■ Work request
What is needed is every line, exactly as given, from the line containing "Could you please indicate the grey" through the end of the data below.

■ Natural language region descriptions
<<<<

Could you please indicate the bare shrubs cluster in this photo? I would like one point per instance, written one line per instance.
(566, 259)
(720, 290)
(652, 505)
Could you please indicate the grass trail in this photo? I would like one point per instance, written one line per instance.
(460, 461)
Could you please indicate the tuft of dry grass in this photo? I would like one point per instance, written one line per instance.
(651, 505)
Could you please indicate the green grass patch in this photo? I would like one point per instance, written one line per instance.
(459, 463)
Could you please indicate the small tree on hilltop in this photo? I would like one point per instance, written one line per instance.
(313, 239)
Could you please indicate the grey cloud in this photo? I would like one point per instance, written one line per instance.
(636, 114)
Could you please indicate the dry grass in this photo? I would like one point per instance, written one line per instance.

>>>>

■ Answer to this problem
Could you please indicate the grey cloud in this photo? I would like one point per instance, written one line per instance.
(636, 114)
Could you please indicate the dry grass in this photo? I would like one point per instance, written one line per instance.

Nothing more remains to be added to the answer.